[Some records]
○ ○ ○
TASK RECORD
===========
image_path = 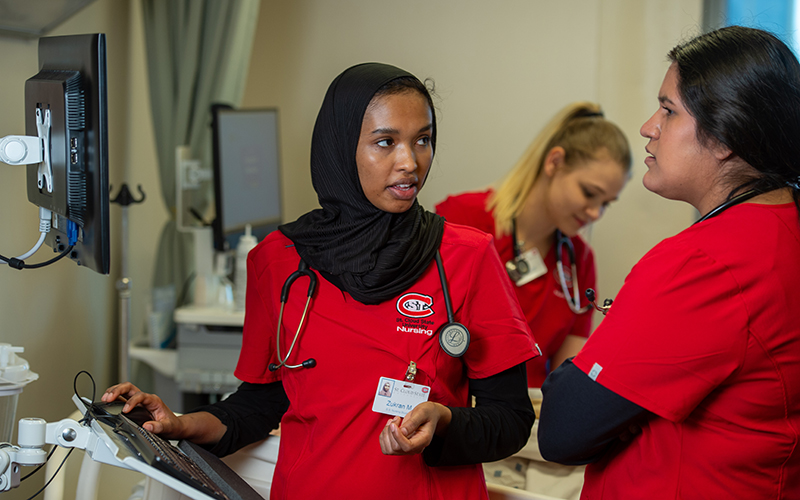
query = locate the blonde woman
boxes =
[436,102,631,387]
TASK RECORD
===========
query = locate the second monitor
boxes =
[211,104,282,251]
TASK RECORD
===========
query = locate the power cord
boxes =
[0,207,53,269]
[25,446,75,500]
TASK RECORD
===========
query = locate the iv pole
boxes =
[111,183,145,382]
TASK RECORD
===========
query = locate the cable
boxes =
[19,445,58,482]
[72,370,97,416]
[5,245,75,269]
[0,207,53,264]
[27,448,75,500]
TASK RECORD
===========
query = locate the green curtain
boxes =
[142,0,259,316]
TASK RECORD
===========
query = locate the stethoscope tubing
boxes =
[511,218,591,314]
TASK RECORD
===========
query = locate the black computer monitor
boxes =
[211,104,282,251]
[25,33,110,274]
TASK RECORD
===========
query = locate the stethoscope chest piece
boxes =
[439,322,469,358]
○ ○ ○
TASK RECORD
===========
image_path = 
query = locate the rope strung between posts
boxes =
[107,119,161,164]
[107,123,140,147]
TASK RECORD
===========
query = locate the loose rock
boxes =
○ ○ ○
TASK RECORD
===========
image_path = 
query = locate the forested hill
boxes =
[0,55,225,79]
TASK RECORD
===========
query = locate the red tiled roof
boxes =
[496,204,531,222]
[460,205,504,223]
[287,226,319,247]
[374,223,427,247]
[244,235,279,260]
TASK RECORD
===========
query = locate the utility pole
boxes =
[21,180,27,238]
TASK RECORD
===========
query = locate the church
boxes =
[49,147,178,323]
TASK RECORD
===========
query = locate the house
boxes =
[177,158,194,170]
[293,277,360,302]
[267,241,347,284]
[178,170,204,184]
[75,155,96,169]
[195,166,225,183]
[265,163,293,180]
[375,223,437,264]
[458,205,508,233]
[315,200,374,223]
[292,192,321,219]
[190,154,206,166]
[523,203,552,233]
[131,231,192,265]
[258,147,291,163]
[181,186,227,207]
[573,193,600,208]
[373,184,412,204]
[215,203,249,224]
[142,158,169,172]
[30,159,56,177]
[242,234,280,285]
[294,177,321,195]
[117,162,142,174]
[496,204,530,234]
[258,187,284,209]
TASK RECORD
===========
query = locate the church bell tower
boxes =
○ ○ ○
[REQUIRED WORK]
Filter the lines above and copy each one that contains the string "pole".

[TASK RESULT]
query = locate the iv pole
query = locate the utility pole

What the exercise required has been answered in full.